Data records
######

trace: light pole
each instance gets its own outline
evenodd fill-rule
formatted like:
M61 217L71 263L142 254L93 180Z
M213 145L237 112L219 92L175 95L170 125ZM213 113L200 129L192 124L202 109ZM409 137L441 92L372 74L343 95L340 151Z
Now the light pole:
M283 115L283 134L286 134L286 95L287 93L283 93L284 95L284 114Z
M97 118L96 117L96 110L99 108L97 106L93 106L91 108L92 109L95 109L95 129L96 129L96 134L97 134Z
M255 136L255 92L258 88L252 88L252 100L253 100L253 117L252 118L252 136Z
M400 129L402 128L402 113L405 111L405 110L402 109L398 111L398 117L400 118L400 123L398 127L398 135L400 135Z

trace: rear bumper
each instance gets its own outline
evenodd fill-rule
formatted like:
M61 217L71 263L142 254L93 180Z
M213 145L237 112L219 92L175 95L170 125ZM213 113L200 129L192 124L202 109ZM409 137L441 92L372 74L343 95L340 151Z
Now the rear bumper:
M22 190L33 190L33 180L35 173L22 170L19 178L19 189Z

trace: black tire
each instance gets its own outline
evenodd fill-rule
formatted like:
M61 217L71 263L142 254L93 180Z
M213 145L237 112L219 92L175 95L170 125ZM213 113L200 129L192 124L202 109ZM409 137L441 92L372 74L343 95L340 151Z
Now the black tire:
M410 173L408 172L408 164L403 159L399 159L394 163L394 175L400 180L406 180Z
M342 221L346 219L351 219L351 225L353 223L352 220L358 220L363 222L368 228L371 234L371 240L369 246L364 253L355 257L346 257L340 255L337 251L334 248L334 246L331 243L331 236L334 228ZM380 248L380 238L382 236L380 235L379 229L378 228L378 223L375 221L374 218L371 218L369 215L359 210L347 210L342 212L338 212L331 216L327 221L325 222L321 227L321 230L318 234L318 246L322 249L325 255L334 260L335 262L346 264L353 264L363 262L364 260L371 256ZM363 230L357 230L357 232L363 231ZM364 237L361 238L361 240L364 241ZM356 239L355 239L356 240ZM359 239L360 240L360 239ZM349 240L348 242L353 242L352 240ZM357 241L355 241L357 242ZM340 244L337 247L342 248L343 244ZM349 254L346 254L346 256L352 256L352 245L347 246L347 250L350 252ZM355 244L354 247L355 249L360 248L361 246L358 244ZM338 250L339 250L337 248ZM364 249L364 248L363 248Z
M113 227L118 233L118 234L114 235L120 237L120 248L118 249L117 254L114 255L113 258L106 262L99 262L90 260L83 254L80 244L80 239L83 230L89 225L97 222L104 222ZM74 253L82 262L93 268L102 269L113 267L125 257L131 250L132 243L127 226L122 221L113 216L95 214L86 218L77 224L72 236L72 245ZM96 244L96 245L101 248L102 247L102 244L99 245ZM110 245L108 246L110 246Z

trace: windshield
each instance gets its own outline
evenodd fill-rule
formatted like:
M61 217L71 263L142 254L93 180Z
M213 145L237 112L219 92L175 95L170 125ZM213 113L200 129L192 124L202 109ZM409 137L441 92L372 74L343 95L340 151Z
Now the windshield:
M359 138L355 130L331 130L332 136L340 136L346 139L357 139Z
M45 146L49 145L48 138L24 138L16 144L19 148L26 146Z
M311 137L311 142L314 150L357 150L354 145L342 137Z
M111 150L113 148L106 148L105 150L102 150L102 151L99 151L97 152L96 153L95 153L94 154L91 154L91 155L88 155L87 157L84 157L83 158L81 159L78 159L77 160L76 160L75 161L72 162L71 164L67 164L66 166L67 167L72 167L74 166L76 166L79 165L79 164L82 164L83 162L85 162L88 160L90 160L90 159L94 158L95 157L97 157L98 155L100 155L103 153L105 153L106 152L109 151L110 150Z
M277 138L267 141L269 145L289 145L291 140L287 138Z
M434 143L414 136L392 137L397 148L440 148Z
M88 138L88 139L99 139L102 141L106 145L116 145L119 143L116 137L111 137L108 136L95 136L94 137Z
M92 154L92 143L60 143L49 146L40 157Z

######

Problem statement » Can you format the data from the first line through the line containing "M22 190L33 190L33" as a JSON list of strings, one string per line, with blank lines omitted?

Response to this exercise »
[
  "trace: light pole",
  "each instance gets its own outline",
  "evenodd fill-rule",
  "formatted like:",
  "M61 217L71 263L142 254L93 180Z",
  "M213 145L237 112L219 92L175 95L170 125ZM213 113L200 129L192 124L202 109ZM409 137L441 92L372 74L343 95L340 151Z",
  "Now the light pole:",
  "M283 115L283 134L286 134L286 95L287 93L283 93L284 95L284 114Z",
  "M97 118L96 117L96 110L99 108L97 106L93 106L91 108L92 109L95 109L95 129L96 129L96 134L97 134Z",
  "M255 136L255 92L258 88L252 88L252 100L253 100L253 117L252 118L252 136Z",
  "M400 129L402 128L402 113L405 111L405 110L402 109L398 111L398 117L400 118L400 123L398 127L398 135L400 135Z",
  "trace: rear bumper",
  "each instance gets its own outline",
  "evenodd fill-rule",
  "formatted like:",
  "M61 217L71 263L142 254L93 180Z",
  "M213 145L237 112L219 92L175 95L170 125ZM213 113L200 129L192 124L202 109ZM409 137L441 92L372 74L343 95L340 151Z",
  "Now the rear bumper:",
  "M22 190L33 190L33 180L35 173L22 170L19 178L19 189Z"
]